[Start of Page text]

If $y\in {{\mathcal {H}}}$ and $x^*\in {{\mathrm{argmin\,}}}\Phi $, the convexity of $\Phi $ gives $\min \Phi =\Phi (x^*)\ge \Phi (y)+\langle \nabla \Phi (y),x^*-y\rangle $. Using this in (9) with $y=x(t)$, we obtain

$$\begin{aligned}&\frac{d}{dt}{{\mathcal {E}}}_{\lambda ,\xi }(t) \le (2-\lambda )\,t\,(\Phi (x)-\min \Phi ) + (\xi -\lambda (\alpha -\lambda -1))\langle x-x^*,\dot{x}\rangle \\&\quad -(\alpha -\lambda -1)\,t\,\Vert {{\dot{x}}}\Vert ^2. \end{aligned}$$

If $\alpha \ge 3$ and $2\le \lambda \le \alpha -1$ and if one chooses $\xi ^*=\lambda (\alpha -\lambda -1)$ (which is nonnegative), then

$$\begin{aligned} \frac{d}{dt}{{\mathcal {E}}}_{\lambda ,\xi ^*}(t) \le (2-\lambda )\,t\,(\Phi (x)-\min \Phi ) - (\alpha -\lambda -1)\,t\,\Vert {{\dot{x}}}\Vert ^2. \end{aligned}$$

Hence ${{\mathcal {E}}}_{\lambda ,\xi ^*}$ is nonincreasing. The extreme cases $\lambda =2$ and $\lambda =\alpha -1$ are of special importance, as we shall see shortly.

2.4 Rate of convergence for the values

We now recover convergence rate results for the value of $\Phi $ along a trajectory, already established in [35, Theorem 4.1]:

Theorem 2.7

Let $x:[t_0,+\infty [ \rightarrow {{\mathcal {H}}}$ be a solution of (1), and assume ${{\mathrm{argmin\,}}}\Phi \ne \emptyset $. If $\alpha \ge 3$, then

$$\begin{aligned} \Phi (x(t))-\min \Phi \le \frac{{{\mathcal {E}}}_{\alpha -1,0}(t_0)}{t^2}. \end{aligned}$$

If $\alpha >3$, then

$$\begin{aligned} \int _{t_0}^{+\infty }t\big (\Phi (x(t))-\min \Phi \big )\,dt\le \frac{{{\mathcal {E}}}_{\alpha -1,0}(t_0)}{\alpha -3}<+\infty . \end{aligned}$$

Proof

Suppose $\alpha \ge 3$. Choose $\lambda =\alpha -1$ and $\xi =0$, so that $\xi -\lambda (\alpha -\lambda -1)=\alpha -\lambda -1=0$ and $\lambda -2=\alpha -3$. Remark 2.6 gives

$$\begin{aligned} \frac{d}{dt}{{\mathcal {E}}}_{\alpha -1,0}(t) \le - (\alpha -3)\,t\,(\Phi (x)-\min \Phi ), \end{aligned}$$

(11)

[End of Page text]

## Set task
In the convergence-rate passage, what values of λ and ξ does the proof of Theorem 2.7 choose? Please answer in one sentence.

[Start of Provided data]

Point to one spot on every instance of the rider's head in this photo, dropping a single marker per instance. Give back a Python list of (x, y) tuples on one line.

[End of Provided data]

## Answer in full
The proof chooses λ = α − 1 and ξ = 0.